# [Passage]
· · · · · · ·

The greater use of machinery during the progress of the war has already been alluded to, but some of its results demand further mention.[1] Most evident was the huge increase in the volume and value of the products of the factories. The labor of a single worker increased in effectiveness many times; in other words, the labor cost of a unit of production greatly diminished with the improvement of mechanical devices. The labor cost of making nails by hand in 1813 was seventy fold the cost of making them by machinery in 1899; loading ore by hand was seventy-three times as expensive in 1891 as machine loading was in 1896. Increased production encouraged greater consumption, enhanced competition for markets, and opened the world to the products of American labor. Moreover, the introduction of machinery emphasized the importance of capital. When iron was rolled by hand, when cloth was produced by the use of the spinning wheel and hand-loom, when fields were tilled by inexpensive plow and hoe, relatively small amounts of capital were needed by the man who started in to work. Mechanical inventions revolutionized the situation. A costly power-loom enabled its owner to eliminate handworking competitors. If a workman could raise sufficient money or credit to purchase a supply of machines he could "set up in business," employ a number of "hands" and merely direct or manage the enterprise. Under such a system the employer must make enough profit to pay interest on his investment and to repair and replace his equipment. His attention was fixed on these elements of his industrial problem and the well-being of the laborer sank to a lower plane of importance. If the employer found the labor supply plentiful he had the upper hand in setting the wage-scale; the unorganized employee was almost completely at his mercy, because the employer could find another workman more easily than the workman could find another job. Meanwhile the workman knew the increased product which he was turning out, and became discontented because he did not see a corresponding increase in his remuneration.

· · · · · · ·

# [Problem]
Render this sentence from the passage on machinery and labor in Spanish: "A costly power-loom enabled its owner to eliminate handworking competitors." The records that come next have no connection to the passage on machinery and labor.

# [Data lines]

· · · · · · ·

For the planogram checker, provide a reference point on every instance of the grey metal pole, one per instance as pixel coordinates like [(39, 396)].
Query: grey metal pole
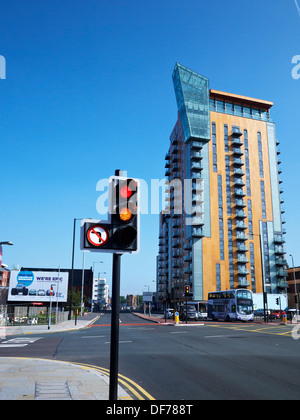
[(295, 285)]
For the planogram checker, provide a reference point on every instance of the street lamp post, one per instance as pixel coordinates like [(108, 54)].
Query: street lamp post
[(72, 270), (95, 262)]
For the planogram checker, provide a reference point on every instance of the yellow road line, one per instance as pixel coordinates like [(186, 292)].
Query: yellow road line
[(121, 378)]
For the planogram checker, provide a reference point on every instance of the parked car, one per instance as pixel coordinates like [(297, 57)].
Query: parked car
[(189, 313), (260, 312), (32, 292), (202, 315), (291, 313), (276, 314)]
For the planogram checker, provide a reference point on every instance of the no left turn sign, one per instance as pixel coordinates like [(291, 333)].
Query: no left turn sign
[(97, 235)]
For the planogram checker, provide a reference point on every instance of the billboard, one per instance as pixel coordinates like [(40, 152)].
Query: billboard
[(35, 286)]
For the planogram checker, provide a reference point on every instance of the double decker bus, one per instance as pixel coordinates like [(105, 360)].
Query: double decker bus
[(231, 305)]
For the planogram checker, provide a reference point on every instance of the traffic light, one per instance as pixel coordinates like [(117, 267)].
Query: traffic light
[(120, 233), (124, 213)]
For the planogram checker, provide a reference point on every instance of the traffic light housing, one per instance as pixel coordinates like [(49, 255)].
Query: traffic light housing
[(124, 212)]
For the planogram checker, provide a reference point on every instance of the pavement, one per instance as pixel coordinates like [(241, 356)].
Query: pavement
[(42, 379)]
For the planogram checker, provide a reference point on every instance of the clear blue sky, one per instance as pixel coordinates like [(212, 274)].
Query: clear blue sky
[(89, 90)]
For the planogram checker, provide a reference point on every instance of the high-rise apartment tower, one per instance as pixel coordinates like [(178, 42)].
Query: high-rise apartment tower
[(232, 235)]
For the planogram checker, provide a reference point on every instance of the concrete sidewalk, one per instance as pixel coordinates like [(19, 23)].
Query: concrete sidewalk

· · · · · · ·

# [In response]
Un costoso telar mecánico permitía a su dueño eliminar a los competidores que trabajaban a mano.